Work instructions
Identify every line in the rows below that contains the word "glass", and copy each of those lines.

··· Source data ···

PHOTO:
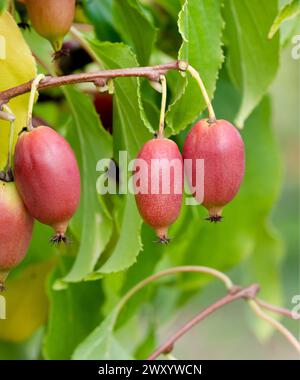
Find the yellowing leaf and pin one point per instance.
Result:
(17, 66)
(26, 303)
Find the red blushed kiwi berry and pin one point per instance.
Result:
(47, 178)
(52, 19)
(15, 229)
(103, 103)
(221, 147)
(159, 210)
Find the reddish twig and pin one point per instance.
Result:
(246, 293)
(153, 73)
(274, 309)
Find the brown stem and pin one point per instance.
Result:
(151, 72)
(247, 293)
(274, 309)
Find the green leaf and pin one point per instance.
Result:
(99, 12)
(225, 244)
(172, 7)
(135, 27)
(3, 5)
(98, 345)
(28, 350)
(128, 244)
(129, 134)
(287, 12)
(129, 131)
(200, 25)
(92, 221)
(252, 58)
(74, 313)
(263, 267)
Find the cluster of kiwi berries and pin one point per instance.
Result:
(45, 181)
(220, 145)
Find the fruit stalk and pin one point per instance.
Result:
(194, 73)
(34, 87)
(163, 106)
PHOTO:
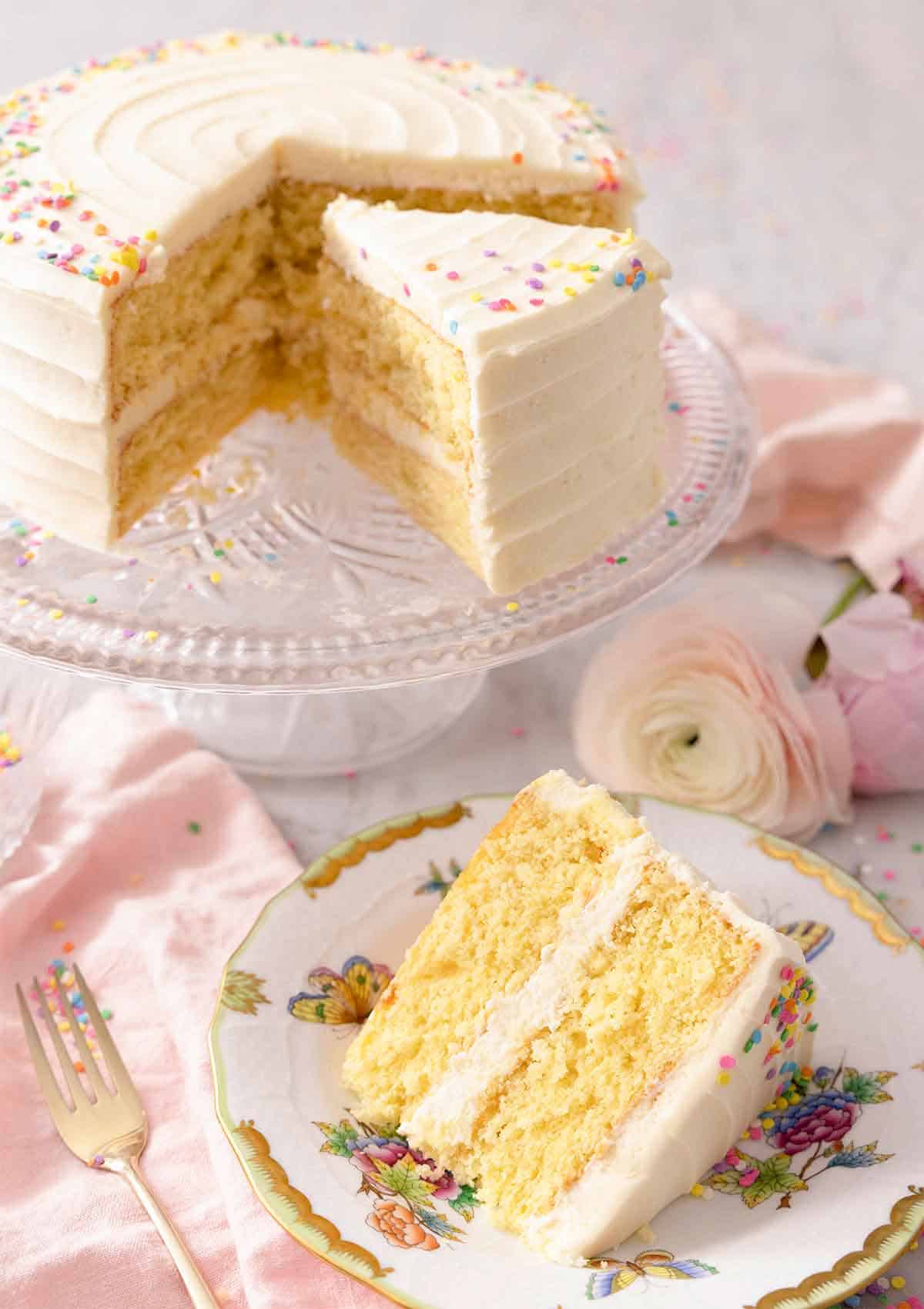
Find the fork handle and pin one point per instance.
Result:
(186, 1266)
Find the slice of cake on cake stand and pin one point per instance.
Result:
(500, 376)
(159, 276)
(579, 1029)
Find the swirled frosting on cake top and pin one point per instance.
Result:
(110, 168)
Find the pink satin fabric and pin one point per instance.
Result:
(841, 462)
(153, 912)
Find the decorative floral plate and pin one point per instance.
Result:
(771, 1228)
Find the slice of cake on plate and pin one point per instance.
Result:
(585, 1025)
(499, 375)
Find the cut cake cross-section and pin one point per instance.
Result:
(499, 375)
(584, 1026)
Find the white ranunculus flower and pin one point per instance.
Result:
(684, 706)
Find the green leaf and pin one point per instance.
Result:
(403, 1180)
(859, 1156)
(727, 1182)
(465, 1202)
(867, 1086)
(815, 660)
(775, 1180)
(340, 1138)
(439, 1226)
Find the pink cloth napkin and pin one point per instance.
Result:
(153, 912)
(841, 461)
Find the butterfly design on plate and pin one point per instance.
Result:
(812, 938)
(342, 998)
(617, 1274)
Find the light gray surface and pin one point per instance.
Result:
(780, 143)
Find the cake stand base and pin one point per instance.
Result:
(317, 735)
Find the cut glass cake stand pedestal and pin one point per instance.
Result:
(288, 613)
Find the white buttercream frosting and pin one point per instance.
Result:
(559, 330)
(110, 169)
(684, 1125)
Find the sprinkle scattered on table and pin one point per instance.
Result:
(9, 752)
(59, 978)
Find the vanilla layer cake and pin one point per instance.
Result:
(500, 375)
(160, 226)
(584, 1026)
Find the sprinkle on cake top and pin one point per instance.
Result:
(473, 275)
(91, 170)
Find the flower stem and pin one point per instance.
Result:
(859, 585)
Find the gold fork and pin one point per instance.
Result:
(108, 1130)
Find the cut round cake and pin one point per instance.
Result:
(584, 1026)
(499, 375)
(160, 232)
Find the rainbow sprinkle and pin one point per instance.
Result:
(59, 979)
(9, 752)
(56, 222)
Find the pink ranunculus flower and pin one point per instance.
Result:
(697, 705)
(875, 667)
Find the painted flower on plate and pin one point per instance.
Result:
(400, 1227)
(373, 1151)
(243, 991)
(819, 1120)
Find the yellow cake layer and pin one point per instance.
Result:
(641, 999)
(536, 868)
(161, 450)
(239, 312)
(370, 336)
(432, 497)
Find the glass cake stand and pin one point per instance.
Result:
(299, 622)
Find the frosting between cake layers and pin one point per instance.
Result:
(112, 169)
(557, 325)
(660, 1150)
(654, 1156)
(456, 1101)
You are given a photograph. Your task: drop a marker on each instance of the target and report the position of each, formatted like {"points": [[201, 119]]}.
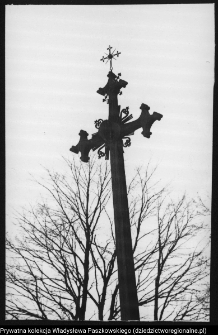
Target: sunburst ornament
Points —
{"points": [[110, 56]]}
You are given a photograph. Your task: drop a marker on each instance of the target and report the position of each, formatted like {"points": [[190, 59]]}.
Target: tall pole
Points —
{"points": [[126, 272], [110, 135], [125, 262]]}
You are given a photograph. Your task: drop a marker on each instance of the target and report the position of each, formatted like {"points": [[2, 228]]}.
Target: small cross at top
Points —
{"points": [[110, 56]]}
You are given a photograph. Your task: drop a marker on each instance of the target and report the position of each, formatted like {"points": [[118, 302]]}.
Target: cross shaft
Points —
{"points": [[110, 135]]}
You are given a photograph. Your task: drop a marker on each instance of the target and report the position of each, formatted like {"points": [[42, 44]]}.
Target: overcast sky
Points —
{"points": [[53, 71]]}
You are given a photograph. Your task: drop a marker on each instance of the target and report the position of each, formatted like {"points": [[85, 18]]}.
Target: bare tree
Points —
{"points": [[64, 266]]}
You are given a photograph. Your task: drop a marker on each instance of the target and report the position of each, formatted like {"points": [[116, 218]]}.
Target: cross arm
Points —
{"points": [[84, 145], [145, 121]]}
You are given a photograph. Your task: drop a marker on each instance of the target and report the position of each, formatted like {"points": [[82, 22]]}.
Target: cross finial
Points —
{"points": [[110, 56]]}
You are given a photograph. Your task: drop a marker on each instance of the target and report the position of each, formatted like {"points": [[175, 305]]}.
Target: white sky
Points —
{"points": [[53, 71]]}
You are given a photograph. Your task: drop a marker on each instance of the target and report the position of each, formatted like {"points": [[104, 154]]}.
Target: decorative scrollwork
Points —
{"points": [[101, 153], [127, 143], [98, 123], [127, 117], [124, 111]]}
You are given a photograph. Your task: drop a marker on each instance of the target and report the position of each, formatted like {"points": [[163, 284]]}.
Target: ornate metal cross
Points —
{"points": [[113, 134]]}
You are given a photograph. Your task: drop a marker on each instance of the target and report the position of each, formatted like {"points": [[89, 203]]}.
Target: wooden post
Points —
{"points": [[126, 272]]}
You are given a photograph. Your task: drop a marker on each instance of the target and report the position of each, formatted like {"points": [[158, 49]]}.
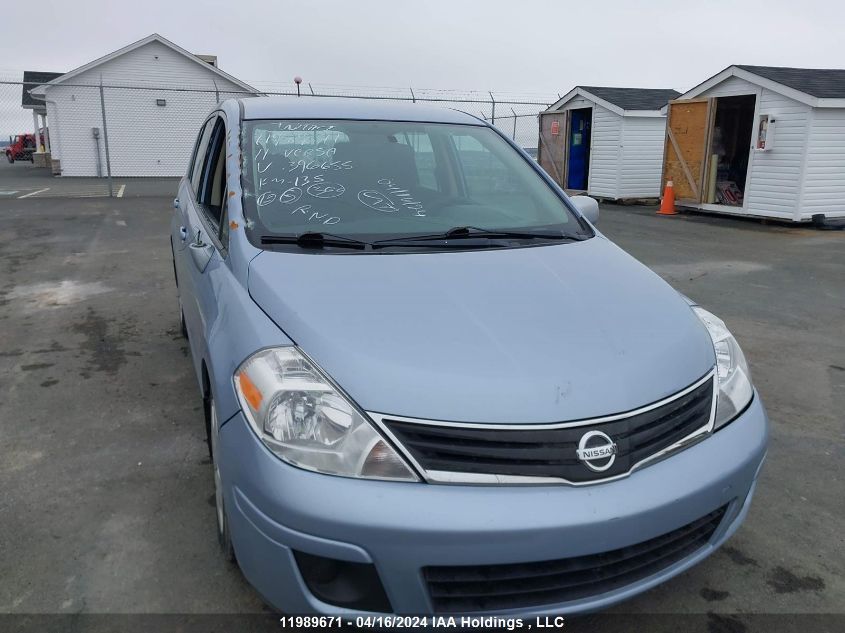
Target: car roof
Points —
{"points": [[344, 108]]}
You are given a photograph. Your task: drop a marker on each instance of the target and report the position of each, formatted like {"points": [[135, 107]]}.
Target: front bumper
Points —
{"points": [[275, 508]]}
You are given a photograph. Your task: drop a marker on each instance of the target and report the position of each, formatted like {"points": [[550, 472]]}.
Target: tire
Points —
{"points": [[224, 536]]}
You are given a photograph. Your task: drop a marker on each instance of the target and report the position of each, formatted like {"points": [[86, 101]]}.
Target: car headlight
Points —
{"points": [[300, 416], [735, 389]]}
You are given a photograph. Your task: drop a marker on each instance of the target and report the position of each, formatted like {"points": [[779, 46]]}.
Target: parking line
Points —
{"points": [[32, 193]]}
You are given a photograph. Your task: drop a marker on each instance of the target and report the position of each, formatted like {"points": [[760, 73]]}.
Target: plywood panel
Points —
{"points": [[551, 148], [687, 131]]}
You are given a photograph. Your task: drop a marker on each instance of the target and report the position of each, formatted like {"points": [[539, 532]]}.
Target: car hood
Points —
{"points": [[540, 334]]}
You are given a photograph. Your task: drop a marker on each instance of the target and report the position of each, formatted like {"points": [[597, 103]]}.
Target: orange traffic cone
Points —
{"points": [[667, 204]]}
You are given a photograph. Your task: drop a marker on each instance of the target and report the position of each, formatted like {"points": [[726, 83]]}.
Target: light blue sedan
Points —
{"points": [[430, 384]]}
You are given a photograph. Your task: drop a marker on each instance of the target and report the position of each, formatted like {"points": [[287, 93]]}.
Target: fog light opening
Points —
{"points": [[343, 584]]}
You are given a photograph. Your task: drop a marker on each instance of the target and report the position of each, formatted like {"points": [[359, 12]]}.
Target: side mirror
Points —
{"points": [[589, 207]]}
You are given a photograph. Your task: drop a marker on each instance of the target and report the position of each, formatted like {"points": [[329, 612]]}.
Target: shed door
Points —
{"points": [[687, 129], [552, 143]]}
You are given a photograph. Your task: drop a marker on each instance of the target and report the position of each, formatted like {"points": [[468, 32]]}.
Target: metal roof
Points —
{"points": [[634, 98], [31, 79], [825, 83], [349, 108]]}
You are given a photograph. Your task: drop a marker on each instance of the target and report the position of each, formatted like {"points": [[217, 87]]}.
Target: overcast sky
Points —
{"points": [[528, 47], [515, 46]]}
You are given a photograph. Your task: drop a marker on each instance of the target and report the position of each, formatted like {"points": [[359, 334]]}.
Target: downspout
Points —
{"points": [[57, 137]]}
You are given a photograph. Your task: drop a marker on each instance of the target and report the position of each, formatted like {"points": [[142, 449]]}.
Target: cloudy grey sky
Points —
{"points": [[528, 46]]}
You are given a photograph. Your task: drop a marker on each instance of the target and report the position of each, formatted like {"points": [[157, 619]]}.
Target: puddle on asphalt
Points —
{"points": [[56, 294]]}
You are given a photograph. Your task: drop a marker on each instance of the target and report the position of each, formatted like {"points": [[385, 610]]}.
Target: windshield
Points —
{"points": [[382, 180]]}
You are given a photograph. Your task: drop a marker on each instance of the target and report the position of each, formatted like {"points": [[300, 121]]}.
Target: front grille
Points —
{"points": [[551, 452], [464, 589]]}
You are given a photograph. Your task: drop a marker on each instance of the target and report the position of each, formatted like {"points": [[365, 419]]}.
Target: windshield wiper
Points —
{"points": [[315, 240], [474, 232]]}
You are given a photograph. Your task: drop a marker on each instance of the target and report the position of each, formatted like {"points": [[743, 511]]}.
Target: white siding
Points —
{"points": [[641, 165], [824, 175], [604, 153], [774, 184], [144, 139]]}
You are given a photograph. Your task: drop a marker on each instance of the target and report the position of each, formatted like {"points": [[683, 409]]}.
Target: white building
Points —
{"points": [[156, 96], [760, 141], [607, 142]]}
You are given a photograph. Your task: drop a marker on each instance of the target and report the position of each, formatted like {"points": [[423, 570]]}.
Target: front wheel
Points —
{"points": [[224, 537]]}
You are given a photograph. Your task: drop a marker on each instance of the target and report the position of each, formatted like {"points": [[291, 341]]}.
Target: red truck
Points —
{"points": [[21, 147]]}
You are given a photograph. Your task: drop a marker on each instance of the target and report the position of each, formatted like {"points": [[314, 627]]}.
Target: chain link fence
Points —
{"points": [[106, 130]]}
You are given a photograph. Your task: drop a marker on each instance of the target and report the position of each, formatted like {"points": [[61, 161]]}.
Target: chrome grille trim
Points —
{"points": [[450, 477]]}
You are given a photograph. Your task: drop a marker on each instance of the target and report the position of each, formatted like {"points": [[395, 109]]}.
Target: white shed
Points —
{"points": [[760, 141], [607, 142], [156, 95]]}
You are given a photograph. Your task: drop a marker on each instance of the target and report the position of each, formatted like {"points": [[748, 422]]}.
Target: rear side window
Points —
{"points": [[199, 154], [213, 180]]}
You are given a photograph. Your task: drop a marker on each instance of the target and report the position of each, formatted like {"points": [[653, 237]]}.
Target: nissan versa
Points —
{"points": [[430, 384]]}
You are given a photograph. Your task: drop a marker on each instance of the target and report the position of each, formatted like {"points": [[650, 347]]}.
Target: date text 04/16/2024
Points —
{"points": [[419, 622]]}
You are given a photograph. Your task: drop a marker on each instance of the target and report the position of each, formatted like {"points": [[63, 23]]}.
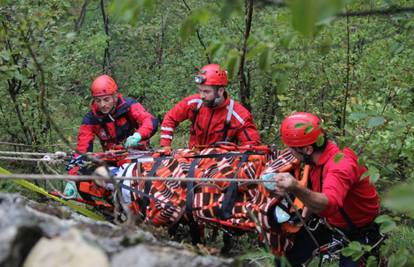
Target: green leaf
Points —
{"points": [[375, 122], [231, 7], [233, 63], [308, 129], [401, 198], [372, 262], [214, 48], [373, 174], [357, 116], [265, 58], [306, 15], [320, 140], [193, 21]]}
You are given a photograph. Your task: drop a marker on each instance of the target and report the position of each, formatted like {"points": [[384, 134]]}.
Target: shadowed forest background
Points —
{"points": [[350, 62]]}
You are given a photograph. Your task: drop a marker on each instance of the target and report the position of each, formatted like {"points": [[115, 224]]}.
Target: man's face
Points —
{"points": [[208, 94], [105, 103]]}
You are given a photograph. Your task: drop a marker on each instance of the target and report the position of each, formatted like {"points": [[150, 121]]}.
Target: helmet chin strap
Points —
{"points": [[307, 159]]}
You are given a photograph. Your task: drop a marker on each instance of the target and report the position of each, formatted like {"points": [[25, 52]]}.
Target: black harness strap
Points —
{"points": [[190, 185], [351, 225], [231, 193], [148, 184], [194, 231], [228, 119]]}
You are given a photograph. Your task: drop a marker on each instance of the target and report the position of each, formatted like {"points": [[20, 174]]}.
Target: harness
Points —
{"points": [[226, 128], [119, 132]]}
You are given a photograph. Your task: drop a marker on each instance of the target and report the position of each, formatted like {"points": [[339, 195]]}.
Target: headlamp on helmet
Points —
{"points": [[199, 79]]}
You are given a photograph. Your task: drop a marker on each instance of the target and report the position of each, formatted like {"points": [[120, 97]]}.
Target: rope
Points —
{"points": [[55, 154], [46, 159], [96, 177], [26, 145]]}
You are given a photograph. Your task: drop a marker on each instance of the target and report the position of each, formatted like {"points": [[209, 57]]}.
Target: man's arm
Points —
{"points": [[148, 124], [85, 136], [286, 183], [248, 133]]}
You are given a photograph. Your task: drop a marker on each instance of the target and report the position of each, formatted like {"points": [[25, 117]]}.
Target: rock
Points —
{"points": [[16, 243], [35, 234], [159, 256], [65, 251]]}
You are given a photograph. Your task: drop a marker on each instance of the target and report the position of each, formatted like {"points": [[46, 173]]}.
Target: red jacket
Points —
{"points": [[113, 129], [343, 186], [208, 124]]}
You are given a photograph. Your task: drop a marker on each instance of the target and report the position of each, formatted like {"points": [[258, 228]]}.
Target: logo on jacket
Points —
{"points": [[102, 134]]}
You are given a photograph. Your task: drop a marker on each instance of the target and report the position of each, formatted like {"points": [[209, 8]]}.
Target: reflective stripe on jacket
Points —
{"points": [[114, 128], [208, 124]]}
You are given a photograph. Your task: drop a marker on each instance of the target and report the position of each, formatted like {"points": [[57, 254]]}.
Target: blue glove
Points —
{"points": [[70, 190], [76, 160], [269, 177], [133, 140]]}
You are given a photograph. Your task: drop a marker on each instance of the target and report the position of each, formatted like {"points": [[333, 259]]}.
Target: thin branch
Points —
{"points": [[200, 39], [81, 18], [348, 71], [43, 93], [244, 89], [378, 12]]}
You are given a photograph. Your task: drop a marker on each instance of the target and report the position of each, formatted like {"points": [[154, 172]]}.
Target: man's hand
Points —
{"points": [[285, 183], [133, 140]]}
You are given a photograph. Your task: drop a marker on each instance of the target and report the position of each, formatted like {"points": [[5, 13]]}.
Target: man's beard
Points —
{"points": [[210, 103]]}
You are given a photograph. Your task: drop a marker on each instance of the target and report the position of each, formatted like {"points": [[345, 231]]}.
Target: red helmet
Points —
{"points": [[103, 85], [300, 129], [212, 74]]}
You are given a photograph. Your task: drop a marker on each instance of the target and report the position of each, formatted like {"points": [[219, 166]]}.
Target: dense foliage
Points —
{"points": [[351, 62]]}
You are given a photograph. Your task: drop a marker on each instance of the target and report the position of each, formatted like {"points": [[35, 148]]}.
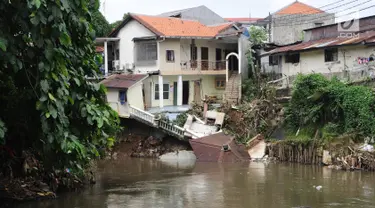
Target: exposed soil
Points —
{"points": [[147, 147]]}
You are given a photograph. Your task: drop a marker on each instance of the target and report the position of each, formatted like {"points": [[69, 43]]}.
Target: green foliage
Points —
{"points": [[46, 101], [114, 25], [100, 24], [181, 119], [3, 130], [329, 104], [258, 35]]}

···

Output below
Find the cut glass cake stand pedestal and pin one point per instance.
Find the glass cake stand and pin one point per instance.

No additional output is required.